══ INFORMATION PROVIDED ══

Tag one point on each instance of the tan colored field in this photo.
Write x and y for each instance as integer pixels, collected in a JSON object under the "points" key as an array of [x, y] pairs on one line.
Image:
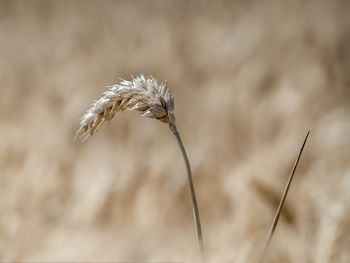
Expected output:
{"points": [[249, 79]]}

═══

■ **JOB**
Rename "field" to "patch" throughout the material and change nothing else. Omit the pictures from your answer.

■ **COMPLETED EXERCISE**
Tag one point on each instance of the tan colored patch in this photo.
Write x and y for each instance as integer pixels, collected in a JSON object under the "points" key as an array of [x, y] pairs on one line.
Image:
Expected output:
{"points": [[249, 79]]}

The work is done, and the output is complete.